Calling all retired nurses in Hawke’s Bay …
Pin on your badge and come back to work in an aged care facility – even if only for one or two days a week.
That’s the shout out from those working in aged care in Hawke’s Bay as the national shortage of registered nurses in the sector bites hard here too.
There are currently between 50 to 60 vacancies for registered nurses to work in aged care facilities across HB, says Greg Pritchard, the region’s representative on the National Aged Care Association.
Recent reports in national media claim elderly Kiwis are languishing in hospital or at home with family unable to properly care for them because rest homes, struggling with nursing shortages, have stopped admissions.
The country’s first aged care commissioner Carolyn Cooper —a watchdog created by the Government in February — is now warning that better pay for nurses is urgently needed to ease a crisis that’s left the aged care sector short around 1,200 nurses.
“The crisis is certainly happening here in Hawke’s Bay too,” says Pritchard, “but we haven’t had to close any beds. We are managing with good co-operation between facilities.

_Problem to work on_
Resume the article on the shortage of registered nurses in Hawke's Bay aged care, picking up directly after its final sentence. The material plays no role here.

_Material provided_
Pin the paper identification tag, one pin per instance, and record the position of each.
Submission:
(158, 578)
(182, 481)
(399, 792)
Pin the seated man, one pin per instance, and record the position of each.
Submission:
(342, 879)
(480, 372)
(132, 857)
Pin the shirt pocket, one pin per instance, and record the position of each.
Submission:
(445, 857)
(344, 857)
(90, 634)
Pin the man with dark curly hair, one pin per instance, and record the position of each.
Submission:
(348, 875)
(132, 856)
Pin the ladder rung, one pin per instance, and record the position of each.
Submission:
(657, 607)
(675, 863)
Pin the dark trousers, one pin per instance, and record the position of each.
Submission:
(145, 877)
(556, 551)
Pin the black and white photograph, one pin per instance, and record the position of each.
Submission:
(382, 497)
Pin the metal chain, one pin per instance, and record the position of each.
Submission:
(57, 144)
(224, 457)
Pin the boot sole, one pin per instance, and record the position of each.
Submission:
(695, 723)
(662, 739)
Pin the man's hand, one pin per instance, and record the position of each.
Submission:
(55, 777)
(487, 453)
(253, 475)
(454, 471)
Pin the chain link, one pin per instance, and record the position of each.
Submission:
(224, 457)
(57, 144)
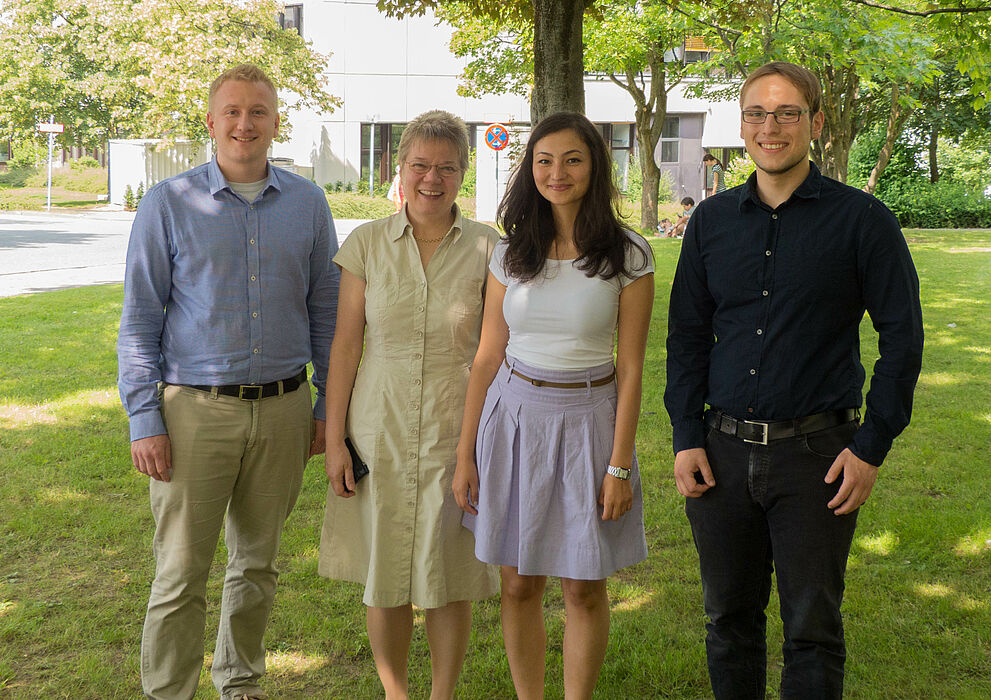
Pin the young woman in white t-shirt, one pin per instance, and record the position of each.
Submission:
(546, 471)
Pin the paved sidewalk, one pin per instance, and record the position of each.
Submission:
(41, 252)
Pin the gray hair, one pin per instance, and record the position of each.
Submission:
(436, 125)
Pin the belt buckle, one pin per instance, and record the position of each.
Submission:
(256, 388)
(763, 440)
---
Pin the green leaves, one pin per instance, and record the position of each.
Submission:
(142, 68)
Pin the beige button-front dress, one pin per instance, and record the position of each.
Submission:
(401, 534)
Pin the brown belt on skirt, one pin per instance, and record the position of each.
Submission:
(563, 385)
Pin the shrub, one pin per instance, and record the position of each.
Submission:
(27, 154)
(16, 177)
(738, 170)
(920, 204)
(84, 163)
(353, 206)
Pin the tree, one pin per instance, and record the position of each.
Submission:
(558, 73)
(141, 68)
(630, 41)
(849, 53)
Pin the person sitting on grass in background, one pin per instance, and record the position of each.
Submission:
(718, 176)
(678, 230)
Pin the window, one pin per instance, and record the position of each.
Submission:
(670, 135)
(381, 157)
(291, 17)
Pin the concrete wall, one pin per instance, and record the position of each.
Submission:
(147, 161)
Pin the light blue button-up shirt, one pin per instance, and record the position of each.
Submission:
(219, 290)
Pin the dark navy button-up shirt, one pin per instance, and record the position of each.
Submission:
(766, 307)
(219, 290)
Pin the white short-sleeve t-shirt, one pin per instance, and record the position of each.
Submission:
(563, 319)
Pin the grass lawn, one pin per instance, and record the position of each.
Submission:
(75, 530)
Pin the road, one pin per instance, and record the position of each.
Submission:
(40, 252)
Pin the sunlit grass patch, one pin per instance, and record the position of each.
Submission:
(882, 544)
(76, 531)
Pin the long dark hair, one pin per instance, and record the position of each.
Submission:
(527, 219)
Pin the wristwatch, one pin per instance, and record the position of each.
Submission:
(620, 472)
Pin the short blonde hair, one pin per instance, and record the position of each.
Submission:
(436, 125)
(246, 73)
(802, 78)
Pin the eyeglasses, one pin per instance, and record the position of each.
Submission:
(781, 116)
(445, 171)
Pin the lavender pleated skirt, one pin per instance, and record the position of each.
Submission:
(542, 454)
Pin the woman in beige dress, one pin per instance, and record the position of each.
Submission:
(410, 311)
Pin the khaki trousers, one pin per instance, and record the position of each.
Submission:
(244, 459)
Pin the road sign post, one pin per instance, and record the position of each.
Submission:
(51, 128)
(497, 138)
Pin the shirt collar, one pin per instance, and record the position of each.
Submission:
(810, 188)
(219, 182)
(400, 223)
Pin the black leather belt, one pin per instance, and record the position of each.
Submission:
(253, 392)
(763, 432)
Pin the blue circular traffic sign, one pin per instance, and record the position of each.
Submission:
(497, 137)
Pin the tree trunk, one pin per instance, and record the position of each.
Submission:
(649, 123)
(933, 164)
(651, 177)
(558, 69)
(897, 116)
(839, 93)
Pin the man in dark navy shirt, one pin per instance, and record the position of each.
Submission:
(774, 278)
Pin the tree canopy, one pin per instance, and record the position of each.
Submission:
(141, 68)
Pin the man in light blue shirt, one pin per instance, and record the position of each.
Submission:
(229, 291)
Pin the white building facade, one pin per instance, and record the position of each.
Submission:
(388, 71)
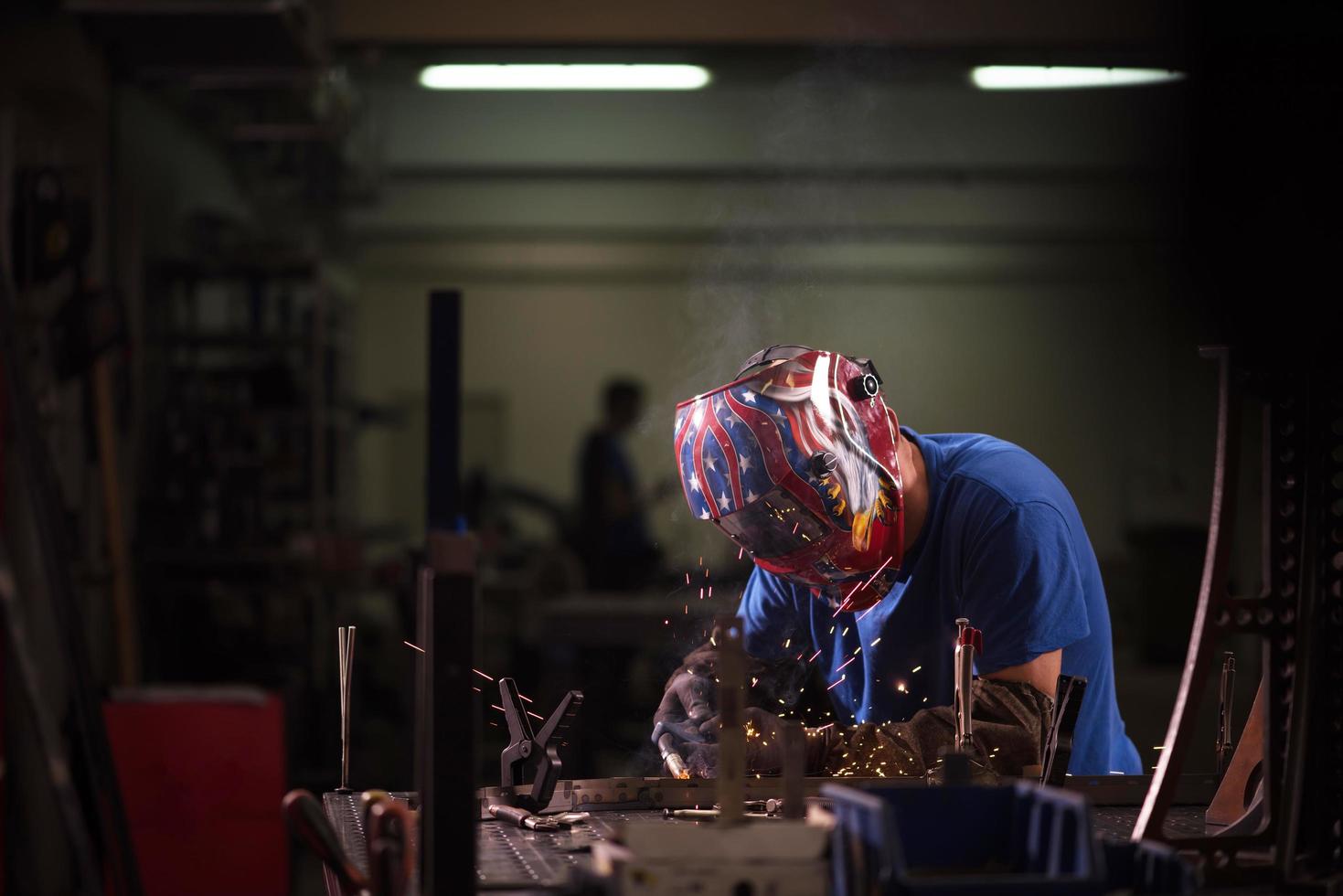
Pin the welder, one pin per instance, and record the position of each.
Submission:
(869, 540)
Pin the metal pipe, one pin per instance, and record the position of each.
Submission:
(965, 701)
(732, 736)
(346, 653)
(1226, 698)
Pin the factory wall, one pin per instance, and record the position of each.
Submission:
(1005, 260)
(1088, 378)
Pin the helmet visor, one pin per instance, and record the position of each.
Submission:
* * *
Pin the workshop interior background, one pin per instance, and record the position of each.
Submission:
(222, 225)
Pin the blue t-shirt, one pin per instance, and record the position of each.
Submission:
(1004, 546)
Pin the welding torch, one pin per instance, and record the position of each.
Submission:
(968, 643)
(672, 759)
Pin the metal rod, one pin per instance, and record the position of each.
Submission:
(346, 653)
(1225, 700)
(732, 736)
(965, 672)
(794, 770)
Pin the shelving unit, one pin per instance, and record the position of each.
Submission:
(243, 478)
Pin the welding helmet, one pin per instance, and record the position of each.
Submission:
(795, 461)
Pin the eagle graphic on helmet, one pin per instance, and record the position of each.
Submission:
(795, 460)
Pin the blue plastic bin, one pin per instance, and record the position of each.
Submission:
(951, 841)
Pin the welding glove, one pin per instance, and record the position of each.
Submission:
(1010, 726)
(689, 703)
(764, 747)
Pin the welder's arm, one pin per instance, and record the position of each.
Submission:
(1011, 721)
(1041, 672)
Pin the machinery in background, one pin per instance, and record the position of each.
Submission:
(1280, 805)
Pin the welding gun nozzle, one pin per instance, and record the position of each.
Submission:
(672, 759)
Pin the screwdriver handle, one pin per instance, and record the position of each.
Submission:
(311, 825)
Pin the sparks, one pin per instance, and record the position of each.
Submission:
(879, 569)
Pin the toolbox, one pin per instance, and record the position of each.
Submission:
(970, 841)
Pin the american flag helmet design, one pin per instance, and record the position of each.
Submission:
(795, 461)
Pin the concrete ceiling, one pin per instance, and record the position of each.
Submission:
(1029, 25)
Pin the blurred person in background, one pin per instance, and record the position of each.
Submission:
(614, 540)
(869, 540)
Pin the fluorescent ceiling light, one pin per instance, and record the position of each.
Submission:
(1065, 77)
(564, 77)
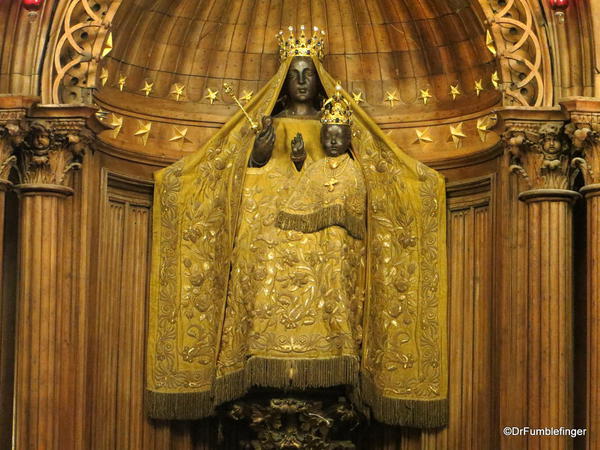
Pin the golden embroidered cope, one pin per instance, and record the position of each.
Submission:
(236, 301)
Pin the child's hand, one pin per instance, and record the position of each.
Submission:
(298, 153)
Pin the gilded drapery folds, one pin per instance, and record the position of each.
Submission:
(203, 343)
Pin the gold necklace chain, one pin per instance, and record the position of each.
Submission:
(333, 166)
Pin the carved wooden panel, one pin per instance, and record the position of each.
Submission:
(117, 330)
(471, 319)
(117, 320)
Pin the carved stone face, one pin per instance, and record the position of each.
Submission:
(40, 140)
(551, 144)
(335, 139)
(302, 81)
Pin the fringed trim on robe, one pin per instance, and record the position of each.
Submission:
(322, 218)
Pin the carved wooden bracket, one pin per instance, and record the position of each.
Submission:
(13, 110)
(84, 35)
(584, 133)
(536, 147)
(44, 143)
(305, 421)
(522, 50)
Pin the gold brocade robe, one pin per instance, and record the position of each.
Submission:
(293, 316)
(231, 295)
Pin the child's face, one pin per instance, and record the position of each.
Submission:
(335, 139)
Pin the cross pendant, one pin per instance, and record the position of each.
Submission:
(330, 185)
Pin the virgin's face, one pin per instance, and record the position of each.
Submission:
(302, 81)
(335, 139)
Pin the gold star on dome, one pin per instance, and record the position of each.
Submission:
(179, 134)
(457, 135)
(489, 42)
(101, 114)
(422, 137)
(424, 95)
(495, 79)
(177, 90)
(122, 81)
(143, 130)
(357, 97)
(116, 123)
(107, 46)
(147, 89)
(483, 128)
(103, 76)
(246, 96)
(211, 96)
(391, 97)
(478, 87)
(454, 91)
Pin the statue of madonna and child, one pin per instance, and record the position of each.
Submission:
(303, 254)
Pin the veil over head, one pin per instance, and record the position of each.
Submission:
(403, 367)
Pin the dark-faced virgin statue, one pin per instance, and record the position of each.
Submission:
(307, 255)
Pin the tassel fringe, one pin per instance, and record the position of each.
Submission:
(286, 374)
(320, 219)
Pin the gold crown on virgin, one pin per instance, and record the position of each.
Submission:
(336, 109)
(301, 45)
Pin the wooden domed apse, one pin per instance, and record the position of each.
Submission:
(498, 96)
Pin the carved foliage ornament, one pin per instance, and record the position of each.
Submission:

_Answer box_
“Nurses are moving around between organisations and there are good lines of communication across the sector. We’ve also got nurses doing double-shifts if they are needed and as long as there is no compromise of care.”
There are 28 aged care facilities across HB including those run by corporates such as Oceania, Ryman, Bupa, Arvida and Summerset, as well as independent businesses. Between all of these, there are a total of 1,300 beds in Hawke’s Bay currently occupied by an elderly person that requires ‘aged care’ nursing.
BayBuzz contacted Phil Harman, Regional Manager Operations for Oceania in Hawke’s Bay, for comment. He referred us to his national office. “But I can confirm that we are suffering the same shortages as other providers in the aged care market.”
A nurse working in a local aged care facility who didn’t want to be named says “Our nurse numbers are always down and the shortage reflects on residents. They see the nursing staff are short-staffed and they won’t ring the buzzer when they should.
“In aged care nursing you’re constantly chasing your tail.”
As an industry we are really struggling with pay parity, says Greg Pritchard who has worked in HB aged care for 15 years and is the Owner/Manager of Bryant House Rest Home and Dementia Care and Ascot Park Retirement Village in Taradale.
“For senior nurses there is between a $20,000 – $30,000 difference in pay between the private aged care sector and public hospitals. Yet nurses working in private aged care have a greater responsibility and greater workload than those in the public sector who have the back up of doctors and a clinical team.
“Our nurses are often the most senior people on an aged care site,” he says. “And they are often managing a team of nurses as well.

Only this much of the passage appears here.